**WHAT YOU HAVE TO DO:** Find the lines holding the string "below" in the data, then copy all of them.
═════ DATASET RECORDS ═════
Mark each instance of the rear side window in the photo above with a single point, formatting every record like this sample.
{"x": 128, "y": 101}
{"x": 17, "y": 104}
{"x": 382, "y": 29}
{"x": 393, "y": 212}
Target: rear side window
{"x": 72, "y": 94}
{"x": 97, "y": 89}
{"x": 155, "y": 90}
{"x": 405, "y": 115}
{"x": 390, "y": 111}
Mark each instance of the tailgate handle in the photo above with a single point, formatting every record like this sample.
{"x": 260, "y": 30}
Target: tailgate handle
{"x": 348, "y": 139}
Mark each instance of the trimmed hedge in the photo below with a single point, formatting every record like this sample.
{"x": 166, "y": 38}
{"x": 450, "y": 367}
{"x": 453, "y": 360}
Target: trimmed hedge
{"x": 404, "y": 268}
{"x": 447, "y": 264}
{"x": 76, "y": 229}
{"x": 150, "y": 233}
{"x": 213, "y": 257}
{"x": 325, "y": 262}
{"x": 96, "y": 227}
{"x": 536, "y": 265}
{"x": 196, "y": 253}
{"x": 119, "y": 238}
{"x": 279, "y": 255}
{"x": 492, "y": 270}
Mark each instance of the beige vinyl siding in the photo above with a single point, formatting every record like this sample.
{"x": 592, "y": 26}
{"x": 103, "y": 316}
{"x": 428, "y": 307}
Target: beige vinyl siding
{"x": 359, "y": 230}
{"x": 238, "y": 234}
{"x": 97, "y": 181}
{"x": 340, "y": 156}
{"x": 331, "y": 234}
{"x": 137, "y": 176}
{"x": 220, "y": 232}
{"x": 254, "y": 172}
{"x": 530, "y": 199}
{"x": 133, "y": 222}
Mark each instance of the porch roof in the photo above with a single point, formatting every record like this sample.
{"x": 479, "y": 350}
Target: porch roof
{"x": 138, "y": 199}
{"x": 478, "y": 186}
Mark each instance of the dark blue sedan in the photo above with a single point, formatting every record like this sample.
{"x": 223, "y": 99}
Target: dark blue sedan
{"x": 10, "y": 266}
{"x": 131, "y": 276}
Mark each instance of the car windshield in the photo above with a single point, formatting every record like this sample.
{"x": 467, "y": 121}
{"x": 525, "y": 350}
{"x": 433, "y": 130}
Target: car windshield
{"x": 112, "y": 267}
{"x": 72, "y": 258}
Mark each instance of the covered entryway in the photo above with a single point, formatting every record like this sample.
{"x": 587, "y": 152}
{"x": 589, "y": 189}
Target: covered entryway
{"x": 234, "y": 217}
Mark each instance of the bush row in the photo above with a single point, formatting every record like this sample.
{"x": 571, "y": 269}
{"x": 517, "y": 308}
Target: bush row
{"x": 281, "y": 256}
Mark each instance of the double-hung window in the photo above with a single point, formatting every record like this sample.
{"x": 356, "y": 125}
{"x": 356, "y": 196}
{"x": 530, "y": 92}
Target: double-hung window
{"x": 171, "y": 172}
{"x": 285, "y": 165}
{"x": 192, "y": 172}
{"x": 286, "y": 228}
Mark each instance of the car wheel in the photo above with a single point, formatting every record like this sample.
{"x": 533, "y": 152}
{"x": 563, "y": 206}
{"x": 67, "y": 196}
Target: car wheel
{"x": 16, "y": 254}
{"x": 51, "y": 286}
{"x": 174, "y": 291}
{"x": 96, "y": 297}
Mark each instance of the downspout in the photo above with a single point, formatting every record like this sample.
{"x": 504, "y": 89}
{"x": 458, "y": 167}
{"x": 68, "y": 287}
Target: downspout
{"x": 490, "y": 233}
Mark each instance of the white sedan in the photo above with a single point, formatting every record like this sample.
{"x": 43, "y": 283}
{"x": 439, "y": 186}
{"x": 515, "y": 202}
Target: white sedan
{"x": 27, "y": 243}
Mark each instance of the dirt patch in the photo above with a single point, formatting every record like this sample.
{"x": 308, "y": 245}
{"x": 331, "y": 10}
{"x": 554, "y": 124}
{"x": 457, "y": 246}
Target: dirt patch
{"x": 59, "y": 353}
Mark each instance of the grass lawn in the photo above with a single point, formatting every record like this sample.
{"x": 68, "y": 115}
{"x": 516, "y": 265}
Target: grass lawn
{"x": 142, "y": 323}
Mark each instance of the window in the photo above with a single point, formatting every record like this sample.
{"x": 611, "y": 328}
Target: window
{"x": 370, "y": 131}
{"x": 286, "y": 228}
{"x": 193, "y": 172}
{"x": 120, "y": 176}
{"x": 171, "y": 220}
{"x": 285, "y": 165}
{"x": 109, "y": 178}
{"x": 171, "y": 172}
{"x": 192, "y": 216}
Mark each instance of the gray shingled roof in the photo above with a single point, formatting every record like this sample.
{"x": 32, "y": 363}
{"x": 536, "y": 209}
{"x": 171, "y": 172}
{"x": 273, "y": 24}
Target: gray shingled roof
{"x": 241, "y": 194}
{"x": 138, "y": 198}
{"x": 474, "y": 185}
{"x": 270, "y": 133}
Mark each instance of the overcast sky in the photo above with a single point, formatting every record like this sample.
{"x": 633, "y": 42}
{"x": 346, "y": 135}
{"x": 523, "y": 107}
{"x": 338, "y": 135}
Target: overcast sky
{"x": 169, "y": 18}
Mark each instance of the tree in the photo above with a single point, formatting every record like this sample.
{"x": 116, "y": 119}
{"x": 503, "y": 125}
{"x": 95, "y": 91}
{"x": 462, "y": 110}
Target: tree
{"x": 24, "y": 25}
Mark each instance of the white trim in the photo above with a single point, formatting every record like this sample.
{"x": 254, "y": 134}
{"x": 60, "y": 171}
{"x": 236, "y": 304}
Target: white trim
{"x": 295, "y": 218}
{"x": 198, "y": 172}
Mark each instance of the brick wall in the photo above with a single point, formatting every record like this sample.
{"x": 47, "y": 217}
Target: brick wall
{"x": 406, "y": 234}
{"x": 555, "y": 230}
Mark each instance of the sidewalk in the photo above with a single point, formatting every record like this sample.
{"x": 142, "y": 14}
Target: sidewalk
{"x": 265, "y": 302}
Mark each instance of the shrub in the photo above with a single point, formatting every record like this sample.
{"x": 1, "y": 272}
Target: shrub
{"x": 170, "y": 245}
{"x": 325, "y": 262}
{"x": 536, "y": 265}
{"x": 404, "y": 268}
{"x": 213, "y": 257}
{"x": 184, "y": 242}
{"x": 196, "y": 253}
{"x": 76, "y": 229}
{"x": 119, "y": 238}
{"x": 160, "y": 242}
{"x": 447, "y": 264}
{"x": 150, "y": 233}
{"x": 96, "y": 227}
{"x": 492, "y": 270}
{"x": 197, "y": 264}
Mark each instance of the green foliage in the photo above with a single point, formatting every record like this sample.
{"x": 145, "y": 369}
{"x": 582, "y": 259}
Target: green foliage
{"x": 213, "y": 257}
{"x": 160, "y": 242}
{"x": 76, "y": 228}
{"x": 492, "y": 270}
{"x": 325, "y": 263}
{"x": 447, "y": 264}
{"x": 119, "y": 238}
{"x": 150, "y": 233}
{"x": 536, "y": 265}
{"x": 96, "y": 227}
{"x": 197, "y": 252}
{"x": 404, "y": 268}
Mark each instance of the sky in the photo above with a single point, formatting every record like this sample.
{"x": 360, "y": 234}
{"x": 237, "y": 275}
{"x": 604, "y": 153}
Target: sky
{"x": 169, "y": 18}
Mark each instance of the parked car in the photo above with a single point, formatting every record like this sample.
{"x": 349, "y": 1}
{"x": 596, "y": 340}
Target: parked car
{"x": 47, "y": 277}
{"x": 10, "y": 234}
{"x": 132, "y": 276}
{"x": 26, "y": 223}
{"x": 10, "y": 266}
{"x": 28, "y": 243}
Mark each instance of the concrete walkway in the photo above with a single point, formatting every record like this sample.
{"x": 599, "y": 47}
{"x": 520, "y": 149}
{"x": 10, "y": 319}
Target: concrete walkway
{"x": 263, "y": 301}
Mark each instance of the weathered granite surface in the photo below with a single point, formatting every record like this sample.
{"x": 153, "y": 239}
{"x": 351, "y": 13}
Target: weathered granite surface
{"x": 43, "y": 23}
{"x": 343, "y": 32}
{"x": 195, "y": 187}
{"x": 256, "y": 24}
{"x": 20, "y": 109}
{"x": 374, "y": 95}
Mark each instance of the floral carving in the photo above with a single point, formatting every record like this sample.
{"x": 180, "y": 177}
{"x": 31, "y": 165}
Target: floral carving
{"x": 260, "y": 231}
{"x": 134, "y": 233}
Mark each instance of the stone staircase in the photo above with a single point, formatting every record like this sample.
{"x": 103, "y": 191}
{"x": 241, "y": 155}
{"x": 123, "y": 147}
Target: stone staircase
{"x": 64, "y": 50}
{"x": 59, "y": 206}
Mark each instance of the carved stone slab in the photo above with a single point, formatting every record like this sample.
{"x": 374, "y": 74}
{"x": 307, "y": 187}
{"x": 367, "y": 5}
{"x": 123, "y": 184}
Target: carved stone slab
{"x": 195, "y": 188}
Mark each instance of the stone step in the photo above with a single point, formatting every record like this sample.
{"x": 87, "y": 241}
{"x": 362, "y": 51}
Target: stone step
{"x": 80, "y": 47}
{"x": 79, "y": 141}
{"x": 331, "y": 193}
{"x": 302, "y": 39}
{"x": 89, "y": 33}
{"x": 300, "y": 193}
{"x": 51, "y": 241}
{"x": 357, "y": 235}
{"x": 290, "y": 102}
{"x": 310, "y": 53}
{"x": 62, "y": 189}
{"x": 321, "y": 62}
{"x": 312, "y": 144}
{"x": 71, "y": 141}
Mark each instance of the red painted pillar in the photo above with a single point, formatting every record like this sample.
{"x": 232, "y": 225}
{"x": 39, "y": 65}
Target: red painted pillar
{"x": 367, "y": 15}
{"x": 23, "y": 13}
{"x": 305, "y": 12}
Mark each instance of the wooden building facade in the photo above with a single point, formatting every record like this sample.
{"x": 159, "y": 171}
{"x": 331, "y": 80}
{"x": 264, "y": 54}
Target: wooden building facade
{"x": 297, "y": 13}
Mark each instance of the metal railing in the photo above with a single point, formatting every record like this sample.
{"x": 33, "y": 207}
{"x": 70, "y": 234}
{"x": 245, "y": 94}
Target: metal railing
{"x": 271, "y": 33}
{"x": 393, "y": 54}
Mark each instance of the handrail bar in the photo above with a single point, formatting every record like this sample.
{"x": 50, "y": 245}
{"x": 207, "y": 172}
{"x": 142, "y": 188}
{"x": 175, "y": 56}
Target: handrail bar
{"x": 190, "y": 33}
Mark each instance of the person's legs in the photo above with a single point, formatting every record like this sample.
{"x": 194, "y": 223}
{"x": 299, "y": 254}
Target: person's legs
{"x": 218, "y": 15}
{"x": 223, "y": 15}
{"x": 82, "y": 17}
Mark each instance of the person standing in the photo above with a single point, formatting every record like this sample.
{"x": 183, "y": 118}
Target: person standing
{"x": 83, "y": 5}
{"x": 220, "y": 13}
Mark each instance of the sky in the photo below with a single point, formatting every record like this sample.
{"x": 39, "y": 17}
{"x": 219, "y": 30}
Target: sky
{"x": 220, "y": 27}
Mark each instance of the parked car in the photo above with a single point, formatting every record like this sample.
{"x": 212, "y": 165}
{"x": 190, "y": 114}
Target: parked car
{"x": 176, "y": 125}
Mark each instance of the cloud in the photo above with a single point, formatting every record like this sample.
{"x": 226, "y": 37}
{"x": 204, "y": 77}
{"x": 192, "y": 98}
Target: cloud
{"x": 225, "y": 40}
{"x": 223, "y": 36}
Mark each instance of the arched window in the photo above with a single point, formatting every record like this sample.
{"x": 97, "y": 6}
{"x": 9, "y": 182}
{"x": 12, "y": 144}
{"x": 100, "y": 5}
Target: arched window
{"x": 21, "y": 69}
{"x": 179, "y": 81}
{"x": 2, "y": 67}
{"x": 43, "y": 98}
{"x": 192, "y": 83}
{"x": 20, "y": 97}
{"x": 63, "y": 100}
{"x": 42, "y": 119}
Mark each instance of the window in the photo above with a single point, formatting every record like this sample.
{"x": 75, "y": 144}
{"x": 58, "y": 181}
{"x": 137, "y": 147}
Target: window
═════
**RESPONSE AREA:**
Mark each instance of the trimmed hedge in the photo below with a single point, formatting every record like this sample.
Mark each instance of the weathered granite surface in the photo below with a single point, formatting every record like this sample.
Mark each instance of the sky in the photo below with a single point, formatting every record like this sample.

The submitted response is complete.